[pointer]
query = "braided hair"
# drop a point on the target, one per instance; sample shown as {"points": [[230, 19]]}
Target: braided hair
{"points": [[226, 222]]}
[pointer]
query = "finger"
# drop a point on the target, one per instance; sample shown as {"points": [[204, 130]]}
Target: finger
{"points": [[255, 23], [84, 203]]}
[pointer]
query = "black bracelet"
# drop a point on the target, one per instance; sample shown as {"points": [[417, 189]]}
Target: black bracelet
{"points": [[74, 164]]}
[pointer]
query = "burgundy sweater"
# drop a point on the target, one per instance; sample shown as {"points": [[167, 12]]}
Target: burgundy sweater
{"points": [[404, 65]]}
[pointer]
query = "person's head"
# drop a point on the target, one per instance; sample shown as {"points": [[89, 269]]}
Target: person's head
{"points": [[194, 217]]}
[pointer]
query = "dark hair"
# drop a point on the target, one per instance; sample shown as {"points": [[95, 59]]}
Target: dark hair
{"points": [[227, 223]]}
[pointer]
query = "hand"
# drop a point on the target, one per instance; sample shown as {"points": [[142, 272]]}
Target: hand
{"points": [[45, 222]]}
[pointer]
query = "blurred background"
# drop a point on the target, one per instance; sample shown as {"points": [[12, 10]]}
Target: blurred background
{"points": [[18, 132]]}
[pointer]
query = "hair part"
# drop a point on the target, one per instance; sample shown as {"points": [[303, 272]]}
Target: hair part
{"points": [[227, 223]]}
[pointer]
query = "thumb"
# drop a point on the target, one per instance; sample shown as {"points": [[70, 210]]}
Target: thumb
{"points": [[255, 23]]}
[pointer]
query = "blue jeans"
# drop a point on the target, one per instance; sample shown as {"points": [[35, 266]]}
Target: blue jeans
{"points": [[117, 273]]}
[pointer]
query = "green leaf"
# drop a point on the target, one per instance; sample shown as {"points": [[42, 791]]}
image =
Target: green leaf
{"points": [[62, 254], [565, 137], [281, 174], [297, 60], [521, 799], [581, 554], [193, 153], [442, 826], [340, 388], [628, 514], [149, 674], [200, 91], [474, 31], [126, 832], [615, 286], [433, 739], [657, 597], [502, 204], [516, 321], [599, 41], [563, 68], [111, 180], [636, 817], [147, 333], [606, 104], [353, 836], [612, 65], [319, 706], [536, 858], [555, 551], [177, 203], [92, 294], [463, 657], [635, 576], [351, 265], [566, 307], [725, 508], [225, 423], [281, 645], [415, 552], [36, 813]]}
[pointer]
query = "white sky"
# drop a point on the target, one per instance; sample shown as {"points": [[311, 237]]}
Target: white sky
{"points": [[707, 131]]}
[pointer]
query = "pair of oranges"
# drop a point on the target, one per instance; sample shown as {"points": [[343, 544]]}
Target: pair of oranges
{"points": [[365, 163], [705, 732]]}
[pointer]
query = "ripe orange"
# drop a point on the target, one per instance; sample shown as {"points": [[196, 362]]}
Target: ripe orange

_____

**Activity**:
Please retype all of the material above, keeping it exact.

**Response**:
[pointer]
query = "braided hair"
# drop a point on the target, one per instance; sample shown as {"points": [[230, 19]]}
Target: braided hair
{"points": [[226, 222]]}
[pointer]
query = "finger"
# drop a point on the target, one per instance; sample shown as {"points": [[204, 130]]}
Target: finger
{"points": [[255, 23], [84, 203]]}
[pointer]
query = "black bracelet"
# drop a point on the target, one per instance; sample shown as {"points": [[417, 189]]}
Target: black bracelet
{"points": [[74, 164]]}
[pointer]
query = "burgundy sweater"
# drop a point on the target, one per instance; sample shown as {"points": [[167, 12]]}
Target: burgundy sweater
{"points": [[404, 65]]}
[pointer]
query = "person's head"
# drop a point on the target, one per instance; sample shown as {"points": [[89, 269]]}
Target: person's head
{"points": [[194, 217]]}
[pointer]
query = "dark hair"
# drop a point on the target, one per instance; sample shown as {"points": [[95, 59]]}
Target: dark hair
{"points": [[227, 223]]}
[pointer]
query = "hand"
# drop a point on the target, one per instance; sample shown as {"points": [[142, 272]]}
Target: hand
{"points": [[45, 222]]}
[pointer]
query = "blurred background"
# drop a point on the target, one per instance; sample shown as {"points": [[12, 10]]}
Target: blurred background
{"points": [[18, 132]]}
[pointer]
query = "hair part"
# drop a point on the target, one per instance; sample shown as {"points": [[303, 272]]}
Target: hair part
{"points": [[227, 223]]}
[pointer]
query = "thumb"
# drop a point on the target, one per instance; sample shown as {"points": [[70, 210]]}
Target: thumb
{"points": [[255, 23]]}
[pointer]
query = "blue jeans"
# drop a point on the target, one per instance; sample shown as {"points": [[35, 266]]}
Target: blue jeans
{"points": [[117, 273]]}
[pointer]
query = "green leaf"
# drop a point on the target, one per instance; sample shown as {"points": [[42, 791]]}
image =
Target: green leaf
{"points": [[62, 254], [565, 137], [281, 174], [297, 60], [521, 799], [581, 554], [193, 153], [442, 826], [340, 388], [628, 514], [149, 674], [200, 91], [474, 31], [126, 832], [615, 286], [433, 739], [657, 597], [502, 204], [516, 321], [599, 41], [563, 68], [111, 180], [636, 817], [147, 333], [606, 104], [353, 836], [612, 65], [319, 706], [536, 858], [555, 551], [177, 203], [92, 294], [463, 657], [635, 576], [351, 265], [566, 307], [725, 508], [225, 423], [281, 645], [415, 552], [36, 813]]}
[pointer]
query = "white sky"
# drop a point on the target, one per instance; sample shown as {"points": [[311, 237]]}
Target: white sky
{"points": [[707, 131]]}
[pointer]
query = "pair of oranges"
# drop a point on the target, one per instance; sample shown as {"points": [[343, 544]]}
Target: pair of oranges
{"points": [[365, 163], [705, 732]]}
[pointer]
query = "ripe orange"
# drop a point on the target, one per instance; sample shown as {"points": [[196, 362]]}
Target: ripe orange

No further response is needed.